• [Material to process]:

----

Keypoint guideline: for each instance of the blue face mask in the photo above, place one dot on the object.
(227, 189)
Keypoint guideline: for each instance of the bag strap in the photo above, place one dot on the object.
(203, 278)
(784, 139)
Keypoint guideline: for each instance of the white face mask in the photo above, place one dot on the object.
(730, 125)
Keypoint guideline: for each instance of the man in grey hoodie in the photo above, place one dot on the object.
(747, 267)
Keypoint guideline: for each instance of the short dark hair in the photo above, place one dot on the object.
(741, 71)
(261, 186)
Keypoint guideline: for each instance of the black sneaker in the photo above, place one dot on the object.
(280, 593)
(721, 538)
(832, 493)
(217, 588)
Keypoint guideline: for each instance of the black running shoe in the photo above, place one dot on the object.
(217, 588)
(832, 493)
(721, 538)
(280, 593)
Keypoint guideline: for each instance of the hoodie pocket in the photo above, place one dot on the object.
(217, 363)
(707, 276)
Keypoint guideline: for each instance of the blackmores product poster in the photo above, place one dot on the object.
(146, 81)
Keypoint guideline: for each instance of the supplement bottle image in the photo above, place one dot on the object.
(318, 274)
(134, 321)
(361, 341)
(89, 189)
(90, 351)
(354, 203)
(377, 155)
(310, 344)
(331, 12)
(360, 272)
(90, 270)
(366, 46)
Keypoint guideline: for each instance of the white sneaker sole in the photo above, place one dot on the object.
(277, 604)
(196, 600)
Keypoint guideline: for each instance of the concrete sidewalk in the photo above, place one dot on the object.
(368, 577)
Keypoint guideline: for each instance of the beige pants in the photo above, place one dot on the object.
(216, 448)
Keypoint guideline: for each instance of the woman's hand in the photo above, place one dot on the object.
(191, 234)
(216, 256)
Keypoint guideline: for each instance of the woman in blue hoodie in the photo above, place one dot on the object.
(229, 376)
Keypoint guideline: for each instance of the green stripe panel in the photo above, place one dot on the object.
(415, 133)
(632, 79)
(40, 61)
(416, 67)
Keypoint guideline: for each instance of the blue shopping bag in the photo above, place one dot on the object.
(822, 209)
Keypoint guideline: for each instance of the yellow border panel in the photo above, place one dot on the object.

----

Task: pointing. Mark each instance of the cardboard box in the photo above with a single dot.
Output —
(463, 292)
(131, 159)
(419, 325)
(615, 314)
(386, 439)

----

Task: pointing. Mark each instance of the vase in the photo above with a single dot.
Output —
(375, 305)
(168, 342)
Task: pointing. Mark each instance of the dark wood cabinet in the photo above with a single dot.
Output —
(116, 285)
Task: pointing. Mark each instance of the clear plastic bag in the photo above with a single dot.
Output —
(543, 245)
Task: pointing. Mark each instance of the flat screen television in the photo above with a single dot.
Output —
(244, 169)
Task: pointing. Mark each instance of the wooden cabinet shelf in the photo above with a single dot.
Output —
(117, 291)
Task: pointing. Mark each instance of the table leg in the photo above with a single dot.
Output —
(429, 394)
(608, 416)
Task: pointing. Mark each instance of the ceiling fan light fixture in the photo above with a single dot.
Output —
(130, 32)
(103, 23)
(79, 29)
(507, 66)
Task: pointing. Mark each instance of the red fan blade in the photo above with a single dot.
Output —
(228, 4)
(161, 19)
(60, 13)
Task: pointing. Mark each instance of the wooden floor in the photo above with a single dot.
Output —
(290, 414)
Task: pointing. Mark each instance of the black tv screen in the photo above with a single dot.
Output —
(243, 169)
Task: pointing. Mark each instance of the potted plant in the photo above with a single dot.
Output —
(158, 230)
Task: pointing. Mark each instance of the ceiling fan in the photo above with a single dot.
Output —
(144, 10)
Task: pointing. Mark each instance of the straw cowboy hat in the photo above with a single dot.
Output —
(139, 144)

----

Work out how many lines of the listing above include "ceiling"; the reply is that number alone.

2